# Exercise A
In the excerpt on youth mental health, transcribe everything from "WITH an estimated" down to "COVID-19 Task Force.".
# Exercise B
In the excerpt on youth mental health, who hosted the discussion where Dr Joanna Lai spoke?

# Excerpt provided
● ● ●
WITH an estimated 10 to 20 per cent of adolescents experiencing mental health issues in any one year globally, and one in four children said to have a caregiver with a mental disorder, a United Nations Children’s Fund (UNICEF) official says it is imperative that great focus is given to mental health disorders in children and adolescents post-COVID-19.

“Even before the pandemic we have seen the rising impacts of mental ill-health on children and adolescents,” UNICEF Adolescent Health Specialist Dr Joanna Lai argued during a recent discussion hosted by The University of the West Indies COVID-19 Task Force.

“Based on the most recent global health estimates, anxiety disorder was the fourth leading cause of disability among 10 to 19 year olds, and for Latin America and the Caribbean anxiety disorder was actually the second leading cause of disability for 10 to 14 year olds and childhood behavioural disorder was the first,” added Dr Lai who was one of several panellists at the virtual discussion themed ‘Mind the Education Gap: Schooling in the Caribbean During COVID-19’.
● ● ●
# Data records

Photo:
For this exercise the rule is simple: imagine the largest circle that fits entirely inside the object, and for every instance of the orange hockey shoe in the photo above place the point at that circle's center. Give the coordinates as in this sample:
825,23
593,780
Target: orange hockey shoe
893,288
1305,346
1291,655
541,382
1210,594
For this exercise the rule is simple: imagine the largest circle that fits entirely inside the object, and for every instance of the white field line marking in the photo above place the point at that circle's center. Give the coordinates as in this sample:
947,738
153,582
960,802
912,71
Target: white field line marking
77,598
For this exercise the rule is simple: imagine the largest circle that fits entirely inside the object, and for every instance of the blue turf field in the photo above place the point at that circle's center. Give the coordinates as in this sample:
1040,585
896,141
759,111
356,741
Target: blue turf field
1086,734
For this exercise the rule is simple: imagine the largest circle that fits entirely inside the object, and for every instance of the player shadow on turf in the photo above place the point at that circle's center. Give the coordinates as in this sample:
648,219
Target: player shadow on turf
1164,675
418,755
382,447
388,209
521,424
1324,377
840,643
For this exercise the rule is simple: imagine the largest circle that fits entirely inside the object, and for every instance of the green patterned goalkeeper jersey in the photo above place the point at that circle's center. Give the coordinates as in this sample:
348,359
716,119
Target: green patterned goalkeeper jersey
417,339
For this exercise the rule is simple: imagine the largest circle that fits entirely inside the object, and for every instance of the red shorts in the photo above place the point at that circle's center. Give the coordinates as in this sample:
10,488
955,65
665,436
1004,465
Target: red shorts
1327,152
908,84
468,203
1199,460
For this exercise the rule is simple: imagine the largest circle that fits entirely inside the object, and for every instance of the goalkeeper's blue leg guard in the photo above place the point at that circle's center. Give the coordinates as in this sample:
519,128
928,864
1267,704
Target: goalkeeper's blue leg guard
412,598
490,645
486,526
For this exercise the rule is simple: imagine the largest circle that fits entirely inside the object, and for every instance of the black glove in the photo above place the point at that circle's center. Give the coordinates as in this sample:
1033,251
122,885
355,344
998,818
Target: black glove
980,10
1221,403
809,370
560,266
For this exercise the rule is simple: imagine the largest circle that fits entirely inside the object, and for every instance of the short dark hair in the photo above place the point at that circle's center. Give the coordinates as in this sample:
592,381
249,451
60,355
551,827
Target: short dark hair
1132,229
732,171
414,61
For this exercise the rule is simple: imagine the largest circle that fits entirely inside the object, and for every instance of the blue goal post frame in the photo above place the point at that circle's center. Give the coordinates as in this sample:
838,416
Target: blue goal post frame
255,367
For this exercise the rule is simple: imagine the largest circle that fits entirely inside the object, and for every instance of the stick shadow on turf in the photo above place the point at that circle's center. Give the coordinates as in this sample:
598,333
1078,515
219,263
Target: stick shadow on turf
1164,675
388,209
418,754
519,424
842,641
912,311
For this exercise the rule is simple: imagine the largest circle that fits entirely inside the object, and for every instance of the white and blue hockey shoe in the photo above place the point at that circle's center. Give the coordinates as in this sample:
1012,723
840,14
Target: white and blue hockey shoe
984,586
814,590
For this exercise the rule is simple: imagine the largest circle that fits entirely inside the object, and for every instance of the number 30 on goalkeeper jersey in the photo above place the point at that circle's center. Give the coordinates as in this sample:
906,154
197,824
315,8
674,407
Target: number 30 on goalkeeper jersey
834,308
● ● ●
# Worked solution A
WITH an estimated 10 to 20 per cent of adolescents experiencing mental health issues in any one year globally, and one in four children said to have a caregiver with a mental disorder, a United Nations Children’s Fund (UNICEF) official says it is imperative that great focus is given to mental health disorders in children and adolescents post-COVID-19.

“Even before the pandemic we have seen the rising impacts of mental ill-health on children and adolescents,” UNICEF Adolescent Health Specialist Dr Joanna Lai argued during a recent discussion hosted by The University of the West Indies COVID-19 Task Force.

# Worked solution B
The University of the West Indies COVID-19 Task Force